Output the data that follows exactly, line for line.

SUPPLIED INFORMATION
----
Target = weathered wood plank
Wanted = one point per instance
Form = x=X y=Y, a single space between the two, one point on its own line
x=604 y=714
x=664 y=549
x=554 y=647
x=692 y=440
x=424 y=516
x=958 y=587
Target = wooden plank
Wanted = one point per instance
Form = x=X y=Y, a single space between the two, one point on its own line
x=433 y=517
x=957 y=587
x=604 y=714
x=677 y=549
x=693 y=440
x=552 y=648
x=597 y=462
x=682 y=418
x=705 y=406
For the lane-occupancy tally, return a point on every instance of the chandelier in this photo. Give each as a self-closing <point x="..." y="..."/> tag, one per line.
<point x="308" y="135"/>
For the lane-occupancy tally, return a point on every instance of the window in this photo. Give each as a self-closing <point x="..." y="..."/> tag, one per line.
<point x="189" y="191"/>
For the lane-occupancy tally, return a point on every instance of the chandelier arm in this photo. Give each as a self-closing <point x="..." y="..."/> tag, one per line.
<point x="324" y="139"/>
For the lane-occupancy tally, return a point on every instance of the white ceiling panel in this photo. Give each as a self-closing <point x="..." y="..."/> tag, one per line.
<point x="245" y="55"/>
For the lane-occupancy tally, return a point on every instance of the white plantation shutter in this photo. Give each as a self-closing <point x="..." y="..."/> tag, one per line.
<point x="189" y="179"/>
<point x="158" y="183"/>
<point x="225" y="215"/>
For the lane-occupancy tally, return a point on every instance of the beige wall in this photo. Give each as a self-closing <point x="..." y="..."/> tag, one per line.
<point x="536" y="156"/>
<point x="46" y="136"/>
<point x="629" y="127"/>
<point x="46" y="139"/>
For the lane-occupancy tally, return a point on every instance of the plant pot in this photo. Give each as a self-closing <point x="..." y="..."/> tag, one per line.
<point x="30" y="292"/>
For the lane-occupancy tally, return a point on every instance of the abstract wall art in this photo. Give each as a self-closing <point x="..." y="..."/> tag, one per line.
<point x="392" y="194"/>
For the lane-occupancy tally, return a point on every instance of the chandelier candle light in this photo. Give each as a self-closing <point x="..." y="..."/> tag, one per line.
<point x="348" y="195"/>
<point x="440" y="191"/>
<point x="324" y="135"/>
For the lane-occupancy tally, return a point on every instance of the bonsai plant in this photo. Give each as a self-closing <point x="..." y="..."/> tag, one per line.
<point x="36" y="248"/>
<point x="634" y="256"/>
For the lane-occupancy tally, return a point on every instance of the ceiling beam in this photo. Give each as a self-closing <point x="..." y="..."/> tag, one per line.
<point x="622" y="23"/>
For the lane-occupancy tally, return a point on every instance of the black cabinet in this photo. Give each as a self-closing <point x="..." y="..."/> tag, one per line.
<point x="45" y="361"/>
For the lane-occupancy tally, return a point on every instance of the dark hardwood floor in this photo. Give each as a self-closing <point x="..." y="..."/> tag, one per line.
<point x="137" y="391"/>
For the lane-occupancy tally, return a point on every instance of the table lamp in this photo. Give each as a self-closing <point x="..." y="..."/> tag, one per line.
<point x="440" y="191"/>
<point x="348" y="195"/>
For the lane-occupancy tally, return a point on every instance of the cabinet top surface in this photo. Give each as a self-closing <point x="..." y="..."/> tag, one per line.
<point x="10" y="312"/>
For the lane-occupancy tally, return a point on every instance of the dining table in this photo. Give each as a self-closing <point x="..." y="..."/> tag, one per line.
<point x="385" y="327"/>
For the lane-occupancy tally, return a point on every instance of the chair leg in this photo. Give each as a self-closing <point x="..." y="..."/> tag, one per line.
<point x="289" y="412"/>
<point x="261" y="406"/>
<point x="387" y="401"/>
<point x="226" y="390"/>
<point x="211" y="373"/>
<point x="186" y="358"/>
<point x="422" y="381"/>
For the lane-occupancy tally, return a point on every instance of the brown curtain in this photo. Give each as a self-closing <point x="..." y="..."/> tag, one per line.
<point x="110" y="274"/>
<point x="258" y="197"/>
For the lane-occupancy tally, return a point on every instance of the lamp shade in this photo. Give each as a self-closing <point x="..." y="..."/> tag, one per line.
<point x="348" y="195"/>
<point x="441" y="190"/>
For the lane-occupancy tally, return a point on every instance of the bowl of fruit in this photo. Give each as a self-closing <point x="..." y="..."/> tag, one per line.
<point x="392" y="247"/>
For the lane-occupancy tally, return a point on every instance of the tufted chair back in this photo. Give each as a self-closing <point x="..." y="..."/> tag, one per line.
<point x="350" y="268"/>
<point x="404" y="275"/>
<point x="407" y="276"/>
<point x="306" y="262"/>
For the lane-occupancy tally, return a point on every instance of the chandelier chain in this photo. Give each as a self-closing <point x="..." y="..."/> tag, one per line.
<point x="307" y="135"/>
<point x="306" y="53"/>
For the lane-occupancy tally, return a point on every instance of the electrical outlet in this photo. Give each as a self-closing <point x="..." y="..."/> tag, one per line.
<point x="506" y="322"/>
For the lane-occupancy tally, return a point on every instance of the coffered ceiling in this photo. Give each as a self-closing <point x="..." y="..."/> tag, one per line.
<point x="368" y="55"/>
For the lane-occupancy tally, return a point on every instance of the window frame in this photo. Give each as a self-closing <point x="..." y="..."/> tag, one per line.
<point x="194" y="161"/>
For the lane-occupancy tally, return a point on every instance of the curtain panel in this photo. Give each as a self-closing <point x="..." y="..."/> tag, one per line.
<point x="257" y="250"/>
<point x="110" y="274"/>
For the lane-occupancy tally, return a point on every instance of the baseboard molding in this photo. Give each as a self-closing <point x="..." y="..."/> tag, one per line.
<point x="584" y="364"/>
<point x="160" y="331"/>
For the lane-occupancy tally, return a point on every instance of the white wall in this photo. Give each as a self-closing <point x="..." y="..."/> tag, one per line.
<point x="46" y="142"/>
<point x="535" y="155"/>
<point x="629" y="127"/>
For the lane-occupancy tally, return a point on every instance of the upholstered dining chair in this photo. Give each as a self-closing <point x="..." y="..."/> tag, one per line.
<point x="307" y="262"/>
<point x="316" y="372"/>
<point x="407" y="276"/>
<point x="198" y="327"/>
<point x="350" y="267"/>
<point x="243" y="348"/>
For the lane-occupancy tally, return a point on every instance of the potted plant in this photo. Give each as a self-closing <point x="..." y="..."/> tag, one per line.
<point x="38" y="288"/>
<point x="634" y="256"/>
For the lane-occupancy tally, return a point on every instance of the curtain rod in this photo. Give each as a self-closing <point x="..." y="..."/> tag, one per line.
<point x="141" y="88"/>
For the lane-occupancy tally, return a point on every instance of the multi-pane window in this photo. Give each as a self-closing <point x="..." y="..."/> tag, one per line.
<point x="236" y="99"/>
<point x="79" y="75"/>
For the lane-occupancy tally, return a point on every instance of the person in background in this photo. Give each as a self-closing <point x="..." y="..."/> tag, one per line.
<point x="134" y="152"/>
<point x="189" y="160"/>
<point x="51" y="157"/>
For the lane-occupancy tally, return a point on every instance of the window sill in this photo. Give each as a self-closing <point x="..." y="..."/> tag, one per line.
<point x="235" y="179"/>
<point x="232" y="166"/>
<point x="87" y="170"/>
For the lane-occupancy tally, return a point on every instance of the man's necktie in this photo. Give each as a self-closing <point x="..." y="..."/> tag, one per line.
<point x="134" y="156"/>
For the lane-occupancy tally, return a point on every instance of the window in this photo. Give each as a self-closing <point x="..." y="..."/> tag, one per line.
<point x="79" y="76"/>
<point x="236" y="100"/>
----
REPLY
Target = weathered wood plank
Wanted = one point per instance
Form = x=X y=Y, a single space between the two, one point on its own line
x=604 y=714
x=664 y=549
x=554 y=647
x=692 y=440
x=424 y=516
x=958 y=587
Target = wooden plank
Wanted = one point per instance
Form = x=X y=Y, a single space between the two, one point on its own line
x=433 y=517
x=957 y=587
x=604 y=714
x=677 y=549
x=693 y=440
x=552 y=648
x=597 y=462
x=682 y=418
x=705 y=406
For the lane-occupancy tally, return a point on every instance of the chandelier in this photo. Give each as a self-closing <point x="..." y="..."/> tag, one per line.
<point x="308" y="135"/>
For the lane-occupancy tally, return a point on every instance of the window in this photo. Give each as a self-closing <point x="..." y="..."/> tag, one per line.
<point x="189" y="191"/>
For the lane-occupancy tally, return a point on every instance of the chandelier arm in this photo. Give each as a self-closing <point x="..." y="..."/> tag, one per line.
<point x="324" y="139"/>
For the lane-occupancy tally, return a point on every instance of the white ceiling panel in this photo. Give each as a self-closing <point x="..." y="..."/> tag, one per line.
<point x="245" y="55"/>
For the lane-occupancy tally, return a point on every instance of the white plantation shutter in this photo. Give each as a self-closing <point x="..." y="..."/> tag, one per line.
<point x="189" y="179"/>
<point x="158" y="183"/>
<point x="225" y="215"/>
For the lane-occupancy tally, return a point on every instance of the beige wall in this photo. Give each as a self-closing <point x="..." y="..."/> tag, one per line.
<point x="536" y="156"/>
<point x="46" y="136"/>
<point x="629" y="127"/>
<point x="46" y="139"/>
For the lane-occupancy tally, return a point on every instance of the plant pot in this photo. Give each as a self-closing <point x="..." y="..."/> tag, one per line.
<point x="30" y="292"/>
For the lane-occupancy tally, return a point on every instance of the abstract wall art in this photo. Give each as a self-closing <point x="..." y="..."/> tag, one per line.
<point x="392" y="194"/>
For the lane-occupancy tally, return a point on every instance of the chandelier candle light in this photo. Give each as a self-closing <point x="..." y="..."/> tag, one per line.
<point x="348" y="195"/>
<point x="440" y="191"/>
<point x="324" y="135"/>
For the lane-occupancy tally, return a point on every instance of the bonsai plant in this photo. Give each as a self-closing <point x="..." y="..."/> tag, one per line.
<point x="36" y="248"/>
<point x="634" y="256"/>
For the lane-occupancy tally, return a point on every instance of the ceiling beam in this photo. Give each as a self-closing <point x="..." y="..."/> tag, one per line.
<point x="622" y="23"/>
For the lane-occupancy tally, return a point on every instance of the black cabinet in this photo. Give each as a self-closing <point x="..." y="..."/> tag, one per line.
<point x="45" y="361"/>
For the lane-occupancy tally, return a point on every instance of the dark hardwood floor in this photo. Give each as a self-closing <point x="..." y="..."/> tag, one per line.
<point x="137" y="391"/>
For the lane-occupancy tally, return a point on every instance of the table lamp in this photo. Give each as a self-closing <point x="..." y="..."/> tag, one per line.
<point x="440" y="191"/>
<point x="348" y="195"/>
For the lane-occupancy tally, return a point on every instance of the cabinet top surface in this photo. Give each as a self-closing <point x="..." y="..."/> tag, one per line.
<point x="10" y="312"/>
For the lane-occupancy tally, return a point on every instance of the dining table in this photo. Give each as a self-closing <point x="..." y="..."/> tag, one per line.
<point x="385" y="327"/>
For the lane-occupancy tally, return a point on every instance of the chair leg in this photo. Give each as a self-closing <point x="..." y="..."/> tag, one per line.
<point x="289" y="412"/>
<point x="261" y="406"/>
<point x="387" y="401"/>
<point x="226" y="390"/>
<point x="211" y="373"/>
<point x="186" y="358"/>
<point x="422" y="381"/>
For the lane-occupancy tally, return a point on every instance of the brown curtain in this photo. Give each as a self-closing <point x="..." y="..."/> tag, one per line.
<point x="110" y="274"/>
<point x="258" y="197"/>
For the lane-occupancy tally, return a point on every instance of the lamp shade in this photo. Give each as a self-closing <point x="..." y="..."/> tag, one per line.
<point x="348" y="195"/>
<point x="441" y="190"/>
For the lane-occupancy tally, return a point on every instance of the bowl of fruit in this photo. Give each as a self-closing <point x="..." y="..."/> tag, one per line.
<point x="392" y="247"/>
For the lane-occupancy tally, return a point on every instance of the tufted chair back in this photo. Give each as a self-closing <point x="..." y="..."/> tag, one per line.
<point x="350" y="268"/>
<point x="404" y="275"/>
<point x="407" y="276"/>
<point x="306" y="262"/>
For the lane-occupancy tally, return a point on every instance of the chandelier chain in this photo. Give each as a self-closing <point x="..." y="..."/> tag, one per line.
<point x="307" y="135"/>
<point x="306" y="53"/>
For the lane-occupancy tally, return a point on every instance of the electrical outlet in this photo. Give each as a self-closing <point x="..." y="..."/> tag, one per line.
<point x="506" y="322"/>
For the lane-occupancy tally, return a point on every instance of the coffered ceiling in this photo. Give each as a self-closing <point x="..." y="..."/> tag, one per line.
<point x="368" y="55"/>
For the lane-occupancy tally, return a point on every instance of the window frame in this photo. Give each as a self-closing <point x="..." y="..."/> tag, one per line.
<point x="194" y="161"/>
For the lane-occupancy tally, return a point on every instance of the curtain panel in this photo. Give each as a self-closing <point x="..." y="..."/> tag, one per line.
<point x="257" y="250"/>
<point x="110" y="274"/>
For the lane-occupancy tally, return a point on every instance of the baseboard molding in this photo. Give each as a self-closing <point x="..." y="..."/> tag, one per line.
<point x="584" y="364"/>
<point x="160" y="331"/>
For the lane-occupancy tally, return a point on every instance of the white wall in this photo. Give each as a self-closing <point x="..." y="..."/> tag, one per line.
<point x="46" y="142"/>
<point x="535" y="155"/>
<point x="629" y="127"/>
For the lane-occupancy tally, return a point on every instance of the upholstered dining chair in this photo. Give each as a self-closing <point x="..." y="..."/> tag, one per line.
<point x="307" y="262"/>
<point x="316" y="372"/>
<point x="407" y="276"/>
<point x="198" y="327"/>
<point x="350" y="267"/>
<point x="243" y="348"/>
For the lane-occupancy tally, return a point on every instance of the potted plant in this photo. Give each as a self-closing <point x="..." y="..."/> tag, one per line.
<point x="38" y="288"/>
<point x="634" y="256"/>
For the lane-occupancy tally, return a point on every instance of the curtain rod in this photo. Give each as a self-closing <point x="..." y="..."/> tag, one per line.
<point x="141" y="88"/>
For the lane-occupancy tally, return a point on every instance of the multi-pane window in this photo. Give each as a self-closing <point x="..." y="..."/> tag, one per line.
<point x="236" y="99"/>
<point x="79" y="75"/>
For the lane-occupancy tally, return a point on every instance of the person in background in this photo. Give each as a self-closing <point x="..." y="..."/> tag, one per line.
<point x="134" y="152"/>
<point x="189" y="160"/>
<point x="51" y="157"/>
For the lane-occupancy tally, return a point on every instance of the window sill in this photo. Give each as a self-closing <point x="..." y="..."/> tag, one per line.
<point x="235" y="179"/>
<point x="232" y="166"/>
<point x="87" y="170"/>
For the lane-occupancy tally, return a point on every instance of the man's necktie in this photo. Give each as a self-closing <point x="..." y="..."/> tag, one per line.
<point x="134" y="156"/>
For the lane-occupancy tally, return a point on every instance of the window in this photo. Give each as a self-closing <point x="..." y="..."/> tag, one per line.
<point x="79" y="76"/>
<point x="236" y="100"/>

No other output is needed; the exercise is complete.